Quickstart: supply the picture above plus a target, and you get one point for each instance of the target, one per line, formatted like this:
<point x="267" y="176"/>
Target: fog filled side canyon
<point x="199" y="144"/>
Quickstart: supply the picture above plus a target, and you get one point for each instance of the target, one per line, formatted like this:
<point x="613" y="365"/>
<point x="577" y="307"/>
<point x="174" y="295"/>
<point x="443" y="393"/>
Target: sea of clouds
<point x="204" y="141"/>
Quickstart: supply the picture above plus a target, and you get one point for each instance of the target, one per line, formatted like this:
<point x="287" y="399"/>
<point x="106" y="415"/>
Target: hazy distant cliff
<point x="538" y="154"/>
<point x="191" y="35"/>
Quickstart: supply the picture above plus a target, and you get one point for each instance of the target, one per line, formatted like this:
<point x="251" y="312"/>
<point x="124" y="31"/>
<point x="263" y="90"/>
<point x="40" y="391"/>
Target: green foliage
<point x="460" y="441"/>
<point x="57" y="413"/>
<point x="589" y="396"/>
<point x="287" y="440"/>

----------------------------------------

AIM OF THE TASK. Update the entries above so that every "Quickstart" reads "Usage", and keep everything else the same.

SOLUTION FOR THIS PROBLEM.
Usage: supply the picture above plus a target, and you get one point for each instance of the target, one per line, formatted like this:
<point x="267" y="176"/>
Target: fog filled side canyon
<point x="199" y="144"/>
Usage: supply the picture above plus a target, and you get one point for each instance of the target, one per line, formatted like this:
<point x="613" y="365"/>
<point x="577" y="307"/>
<point x="174" y="295"/>
<point x="443" y="393"/>
Target: sea of clouds
<point x="204" y="141"/>
Usage: supply the picture above plus a target, and you get one point for each instance of the target, one per line, formatted like this:
<point x="287" y="399"/>
<point x="106" y="415"/>
Target: hazy distant cliff
<point x="538" y="154"/>
<point x="191" y="35"/>
Usage: supply the picture above plus a target, and you get one point for each instance of the target, one per line, formatted like this:
<point x="251" y="312"/>
<point x="124" y="31"/>
<point x="263" y="90"/>
<point x="40" y="391"/>
Target: green foliage
<point x="460" y="441"/>
<point x="57" y="413"/>
<point x="589" y="396"/>
<point x="287" y="440"/>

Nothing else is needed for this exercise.